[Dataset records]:
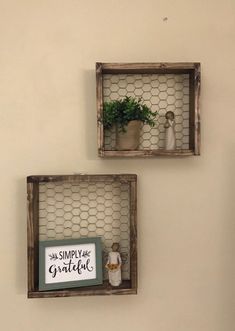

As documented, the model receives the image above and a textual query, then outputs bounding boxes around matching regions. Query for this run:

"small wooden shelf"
[27,174,137,298]
[96,63,200,157]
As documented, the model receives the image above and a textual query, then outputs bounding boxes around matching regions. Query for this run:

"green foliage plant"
[103,96,157,132]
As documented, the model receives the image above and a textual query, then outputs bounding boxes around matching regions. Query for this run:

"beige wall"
[0,0,235,331]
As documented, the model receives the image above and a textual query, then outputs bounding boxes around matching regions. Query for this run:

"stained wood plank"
[27,183,39,291]
[130,180,137,293]
[27,174,137,298]
[103,149,194,158]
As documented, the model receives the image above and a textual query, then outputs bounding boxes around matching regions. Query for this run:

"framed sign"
[39,237,103,291]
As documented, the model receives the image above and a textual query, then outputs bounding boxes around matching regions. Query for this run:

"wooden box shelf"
[96,63,200,157]
[27,174,137,298]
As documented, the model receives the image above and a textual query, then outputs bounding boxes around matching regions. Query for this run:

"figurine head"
[165,111,175,121]
[112,243,119,252]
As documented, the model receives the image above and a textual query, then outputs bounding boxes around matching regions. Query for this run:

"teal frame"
[39,237,103,291]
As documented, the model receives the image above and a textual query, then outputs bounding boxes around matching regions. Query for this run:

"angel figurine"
[164,111,175,151]
[105,243,122,286]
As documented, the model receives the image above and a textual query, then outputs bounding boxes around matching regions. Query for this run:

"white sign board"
[39,238,102,290]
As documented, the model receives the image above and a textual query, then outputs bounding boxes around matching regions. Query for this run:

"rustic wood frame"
[27,174,137,298]
[96,62,201,157]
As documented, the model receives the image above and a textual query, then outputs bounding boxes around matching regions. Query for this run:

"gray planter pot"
[116,120,142,151]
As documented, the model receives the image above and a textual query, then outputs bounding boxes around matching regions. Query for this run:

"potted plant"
[103,96,157,150]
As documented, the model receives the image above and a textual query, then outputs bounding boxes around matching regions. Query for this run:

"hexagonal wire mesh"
[103,74,189,150]
[39,181,130,279]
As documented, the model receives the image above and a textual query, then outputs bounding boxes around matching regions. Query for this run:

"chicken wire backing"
[103,74,189,150]
[39,181,130,279]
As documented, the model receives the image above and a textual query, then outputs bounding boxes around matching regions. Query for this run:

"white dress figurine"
[164,111,175,151]
[105,243,122,286]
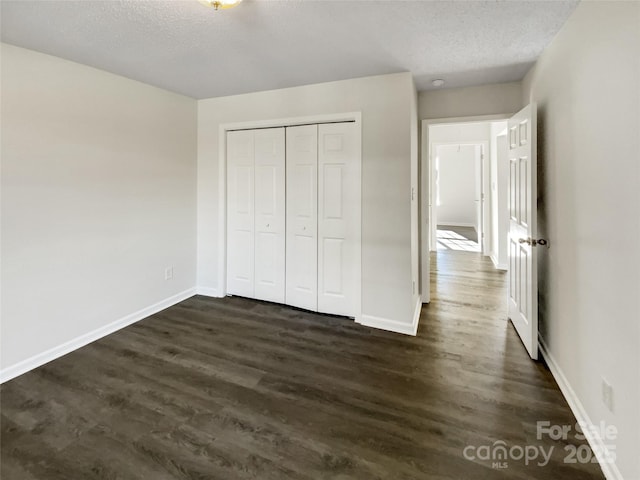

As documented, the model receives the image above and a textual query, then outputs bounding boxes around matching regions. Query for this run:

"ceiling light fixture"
[198,0,242,10]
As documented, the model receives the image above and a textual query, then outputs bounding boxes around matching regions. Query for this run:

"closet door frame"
[219,112,362,322]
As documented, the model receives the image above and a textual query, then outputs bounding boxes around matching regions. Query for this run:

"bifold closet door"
[254,128,286,303]
[285,125,318,311]
[318,123,360,317]
[227,128,285,303]
[227,131,254,297]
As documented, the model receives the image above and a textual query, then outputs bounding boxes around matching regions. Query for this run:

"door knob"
[518,237,549,247]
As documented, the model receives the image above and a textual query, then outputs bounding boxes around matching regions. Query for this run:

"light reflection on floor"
[438,228,480,252]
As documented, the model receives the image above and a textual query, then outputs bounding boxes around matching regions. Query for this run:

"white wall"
[418,82,522,119]
[1,45,197,377]
[198,73,415,325]
[524,2,640,480]
[436,145,480,228]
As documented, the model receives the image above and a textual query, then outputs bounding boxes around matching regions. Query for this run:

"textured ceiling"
[0,0,577,98]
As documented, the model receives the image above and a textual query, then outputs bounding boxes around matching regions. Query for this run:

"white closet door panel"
[286,125,318,311]
[227,131,254,297]
[253,128,286,303]
[318,123,360,317]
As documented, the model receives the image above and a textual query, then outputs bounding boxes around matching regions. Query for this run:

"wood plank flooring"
[0,251,603,480]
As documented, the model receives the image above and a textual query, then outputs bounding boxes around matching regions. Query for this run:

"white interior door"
[285,125,318,311]
[253,128,286,303]
[471,145,484,246]
[318,123,360,317]
[227,131,255,297]
[508,104,538,360]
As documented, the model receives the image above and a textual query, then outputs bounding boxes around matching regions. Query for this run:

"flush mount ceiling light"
[198,0,242,10]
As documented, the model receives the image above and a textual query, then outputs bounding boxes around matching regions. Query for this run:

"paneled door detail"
[285,125,318,311]
[318,123,360,317]
[227,131,255,297]
[508,104,539,359]
[254,128,286,303]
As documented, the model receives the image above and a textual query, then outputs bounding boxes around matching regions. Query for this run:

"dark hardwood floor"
[0,251,603,480]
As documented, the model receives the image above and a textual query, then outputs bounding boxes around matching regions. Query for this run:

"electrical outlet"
[164,267,173,280]
[602,377,613,413]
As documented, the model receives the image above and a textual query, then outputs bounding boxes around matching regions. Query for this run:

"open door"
[508,103,546,360]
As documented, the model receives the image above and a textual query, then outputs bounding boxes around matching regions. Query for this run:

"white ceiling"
[0,0,577,98]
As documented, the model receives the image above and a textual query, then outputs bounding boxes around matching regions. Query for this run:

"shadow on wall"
[536,105,550,339]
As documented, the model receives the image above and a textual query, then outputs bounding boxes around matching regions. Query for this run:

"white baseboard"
[196,287,224,298]
[0,288,196,383]
[356,297,422,337]
[538,335,624,480]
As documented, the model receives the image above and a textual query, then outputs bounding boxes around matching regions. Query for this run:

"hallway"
[0,251,603,480]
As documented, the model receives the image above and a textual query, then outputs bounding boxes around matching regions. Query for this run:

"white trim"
[489,253,509,271]
[538,334,623,480]
[438,222,477,230]
[216,112,362,321]
[0,288,196,383]
[356,296,422,337]
[196,287,224,298]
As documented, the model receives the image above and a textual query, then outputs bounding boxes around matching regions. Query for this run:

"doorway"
[420,115,509,303]
[431,143,484,252]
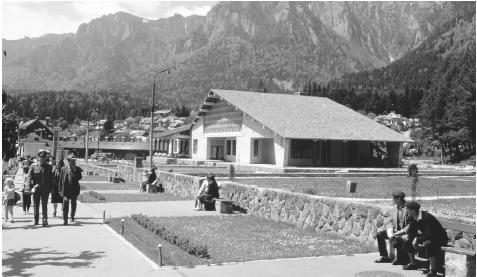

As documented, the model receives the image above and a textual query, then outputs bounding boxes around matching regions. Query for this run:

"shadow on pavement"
[2,248,105,276]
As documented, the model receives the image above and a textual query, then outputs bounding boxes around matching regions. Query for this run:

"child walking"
[3,178,15,223]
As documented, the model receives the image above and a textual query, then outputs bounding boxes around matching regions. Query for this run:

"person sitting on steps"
[404,202,449,277]
[194,174,219,211]
[375,191,409,265]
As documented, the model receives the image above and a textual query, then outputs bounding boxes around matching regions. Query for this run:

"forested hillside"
[2,2,472,105]
[304,8,476,159]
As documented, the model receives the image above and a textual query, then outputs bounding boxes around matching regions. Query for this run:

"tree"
[2,90,19,161]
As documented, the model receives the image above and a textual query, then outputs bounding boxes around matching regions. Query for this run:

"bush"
[131,214,210,258]
[88,191,106,201]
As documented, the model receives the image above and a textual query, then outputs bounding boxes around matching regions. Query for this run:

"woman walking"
[51,159,65,217]
[22,166,31,214]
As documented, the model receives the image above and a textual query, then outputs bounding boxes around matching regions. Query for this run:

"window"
[290,140,313,159]
[253,139,258,157]
[192,139,198,154]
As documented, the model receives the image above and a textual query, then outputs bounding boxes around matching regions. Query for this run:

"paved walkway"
[2,201,421,277]
[2,171,421,277]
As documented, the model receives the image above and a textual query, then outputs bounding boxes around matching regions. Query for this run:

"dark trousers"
[33,193,49,224]
[23,193,31,212]
[376,231,409,263]
[63,196,76,221]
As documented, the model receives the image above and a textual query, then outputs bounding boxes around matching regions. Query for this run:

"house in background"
[18,118,53,140]
[191,89,412,167]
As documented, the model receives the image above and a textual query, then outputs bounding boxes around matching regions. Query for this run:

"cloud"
[2,1,216,39]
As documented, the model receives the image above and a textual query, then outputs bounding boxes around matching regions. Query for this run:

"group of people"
[139,167,219,211]
[375,191,449,277]
[4,149,82,226]
[193,174,219,211]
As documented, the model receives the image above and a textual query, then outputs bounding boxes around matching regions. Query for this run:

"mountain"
[329,9,476,92]
[2,2,475,104]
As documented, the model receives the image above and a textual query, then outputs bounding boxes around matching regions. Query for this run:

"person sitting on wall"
[199,174,220,211]
[404,201,449,277]
[194,174,219,211]
[375,191,409,265]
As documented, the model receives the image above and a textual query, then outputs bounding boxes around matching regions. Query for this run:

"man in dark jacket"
[375,191,408,265]
[27,149,54,226]
[59,156,83,225]
[404,202,449,277]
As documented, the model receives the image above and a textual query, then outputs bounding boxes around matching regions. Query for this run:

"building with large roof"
[191,89,412,167]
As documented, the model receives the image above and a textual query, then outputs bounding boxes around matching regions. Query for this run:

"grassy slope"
[235,176,475,198]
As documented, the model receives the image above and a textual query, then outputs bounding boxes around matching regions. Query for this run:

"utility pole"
[149,65,176,168]
[149,75,157,168]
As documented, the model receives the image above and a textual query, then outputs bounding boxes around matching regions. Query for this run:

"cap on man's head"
[406,201,421,211]
[393,190,406,199]
[66,154,76,162]
[38,149,50,157]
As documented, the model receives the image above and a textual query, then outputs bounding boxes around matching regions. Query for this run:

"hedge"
[131,214,210,258]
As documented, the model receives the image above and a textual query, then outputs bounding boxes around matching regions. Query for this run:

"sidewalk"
[2,203,421,277]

[Goal of the exercise]: Reproduce everything from the start of the records down to the line containing "[0,0,235,331]", substituting "cream wall" for "beige wall" and keeping every other character the same. Omit the pictures from your answer.

[Result of the task]:
As documented, the model receives the image above and a textual query, then outputs bounding boxes around matching regions. Query for this run:

"small wooden shelf"
[27,174,137,298]
[96,63,200,157]
As documented, the model receives the image above and a textual query, then outputs bounding boxes around matching regions. Query for this run:

"green foliage plant"
[103,96,157,132]
As documented, the model receives the image above and a textual query, then outputs bounding boxes around matching regions. Query for this run:

"cream wall"
[0,0,235,331]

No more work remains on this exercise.